À FAIRE
- A) Pour chacune des affirmations suivantes, dites si elle concorde avec le passage sur le programme de l'Institut français, puis citez les mots du passage qui le montrent. (i) L'Institut français a créé ce programme il y a douze ans. (ii) Au terme des comités de lecture, vingt dossiers sont retenus. (iii) Deux coachs accompagnent chaque projet.
- B) Énumérez les métiers que le passage sur le programme de l'Institut français attribue aux professionnels des comités de lecture.
- C) Poursuivez le passage sur le programme de l'Institut français à partir de sa dernière phrase.

PASSAGE CITÉ
++++

Il s’agit d’un programme inventé par l’Institut français il y a douze ans, dans le but de repérer et de valoriser les jeunes talents – cinéastes et producteurs – qui proviennent de pays du Sud et émergents. L’idée est de proposer un accompagnement sur-mesure des projets de premier et second long-métrage, en étroite collaboration avec le festival de Cannes. Nous voulons leur faire découvrir l’industrie cinématographique, car la France a une grande tradition de coproduction à l’international. C’est l’un des points forts de notre industrie. Nous trouvons donc très intéressant de travailler avec des cinéastes qui vivent parfois dans des pays où les cinématographies sont parfois plus fragiles et moins soutenues. Nous donnons ainsi à ces jeunes professionnels la capacité de se construire dans le monde du cinéma mondial.

Comment sélectionnez-vous les projets ?

Comme nous recevons énormément de candidatures, nous bloquons à cent vingt dossiers. Nous lisons chacun d’eux en détail, avec la plus grande attention, en lien avec trois comités de professionnels du cinéma – scénaristes, compositeurs, producteurs, directeurs de la photo, etc. – qui ont une connaissance des territoires dont nous recevons des projets. Au fur et à mesure des comités de lecture, nous affinons notre choix pour n’en retenir plus que dix au final.

Quel accompagnement concret proposez-vous pour ces dix projets ?

Nous faisons des points individuels avec chacun des porteurs de projets, un réalisateur et un producteur, car nous sélectionnons toujours des binômes, sauf si le réalisateur est également le producteur du film. Chaque projet est accompagné par un coach. Nous nous mettons à l’écoute de leurs besoins, que ce soit l’écriture du scénario, la présentation du projet ou encore la constitution d’un dossier en vue de trouver un producteur. Les projets sont ainsi accompagnés jusqu’à Cannes, dans une phase de développement qui est cruciale pour eux, et même bien au-delà : nous les redirigeons vers d’autres résidences, voire de nouveaux partenaires potentiels.

++++

EXTRAIT DE DONNÉES
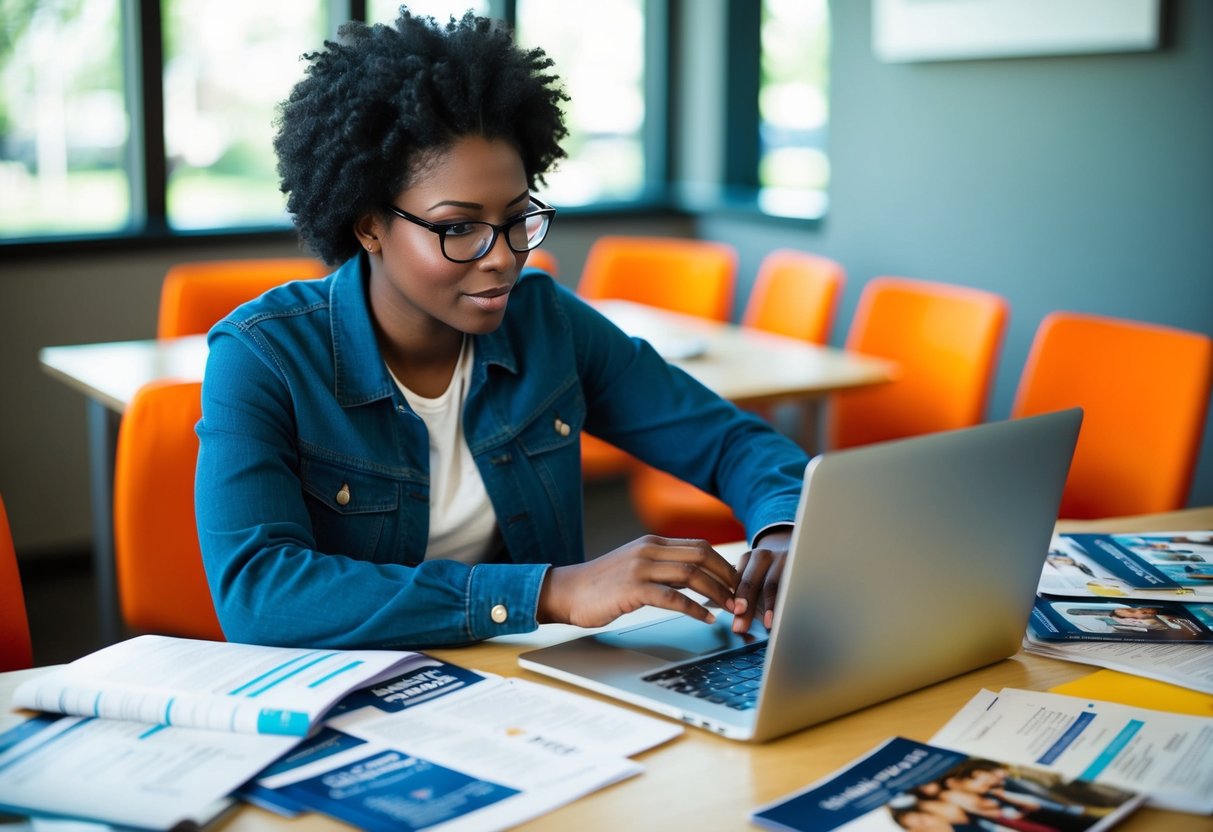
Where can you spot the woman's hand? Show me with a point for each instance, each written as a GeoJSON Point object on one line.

++++

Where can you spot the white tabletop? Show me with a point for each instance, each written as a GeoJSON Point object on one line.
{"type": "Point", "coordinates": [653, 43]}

++++

RÉPONSES RÉDIGÉES
- A)
(i) Oui : « Il s’agit d’un programme inventé par l’Institut français il y a douze ans ».
(ii) Non : « nous affinons notre choix pour n’en retenir plus que dix au final ».
(iii) Non : « Chaque projet est accompagné par un coach. »

- B) Scénaristes, compositeurs, producteurs, directeurs de la photo.

- C)
Quelle est la place du festival de Cannes dans ce dispositif ?

Nous avons un pavillon pendant le festival de Cannes, qui s’appelle « les cinémas du monde ». Ce pavillon et la Fabrique Cinéma sont donc hébergés par le festival. Nous avons en amont un dialogue constant avec Thierry Frémaux et ses équipes, notamment sur le choix de notre parrain, qui est cette année Rachid Bouchareb. Au moment du festival, de nombreuses rencontres ont lieu sur le pavillon et, en collaboration étroite avec le Marché du film, nous organisons des rendez-vous individuels avec les producteurs pour chaque projet. L’an dernier, nous avons fait intervenir Christian Jeune pour qu’il présente la manière dont il sélectionne les films pour Un Certain Regard, ainsi que Jérôme Paillard, directeur du Marché du Film, qui nous a expliqué l’organisation de l’événement.

L’annulation du festival en raison de la crise sanitaire influe-t-elle sur le soutien que vous proposez ?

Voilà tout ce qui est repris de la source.